The request
Reproduce every one of the items below word for word, omitting the pictures.

** begin Listing **

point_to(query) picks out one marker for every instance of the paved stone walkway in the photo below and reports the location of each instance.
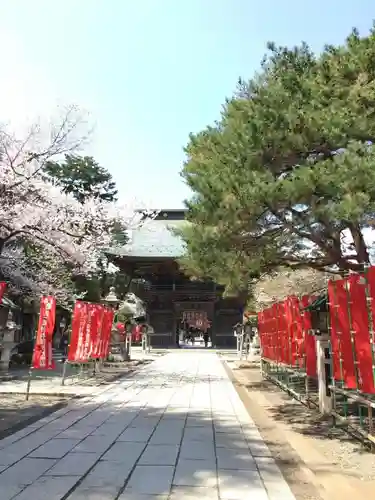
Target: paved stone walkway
(177, 430)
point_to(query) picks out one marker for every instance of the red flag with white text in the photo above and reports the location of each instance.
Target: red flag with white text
(97, 331)
(78, 348)
(42, 356)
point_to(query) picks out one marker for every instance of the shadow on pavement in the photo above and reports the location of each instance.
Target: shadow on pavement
(126, 443)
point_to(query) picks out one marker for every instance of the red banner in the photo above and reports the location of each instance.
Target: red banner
(78, 348)
(309, 340)
(42, 356)
(360, 326)
(3, 287)
(97, 335)
(343, 363)
(108, 316)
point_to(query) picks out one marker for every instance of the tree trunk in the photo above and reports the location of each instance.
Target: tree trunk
(359, 244)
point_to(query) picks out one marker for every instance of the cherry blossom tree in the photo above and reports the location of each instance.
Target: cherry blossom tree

** end Listing **

Reply to the task
point_to(query) picks out one marker for every instance of the paved stone walkway in the photo below and reports the location of each instance.
Target: paved stone walkway
(177, 430)
point_to(query) picks out one marker for every instance of the red flag with white text in the photo above and reports the location of each instance.
Target: red flag with white text
(97, 331)
(78, 348)
(42, 356)
point_to(query) picks out one marker for every instance of the shadow on pavement in the photo above and reports the location of each instance.
Target: shadow on pavement
(126, 443)
point_to(query) picks out one marker for every instance of the red banner in the photo above and reports the location of each instance.
Target: red banner
(78, 348)
(309, 340)
(42, 356)
(360, 326)
(3, 287)
(97, 335)
(343, 363)
(108, 316)
point_to(query) picks out one marker for every instance of the tree trunk in the photo above and reports the location of each instance.
Target: tree trunk
(359, 244)
point_to(query) picks out one marker for every instance of the cherry blossom tree in the photo above and reports the location of each instance.
Target: cherry blossom tree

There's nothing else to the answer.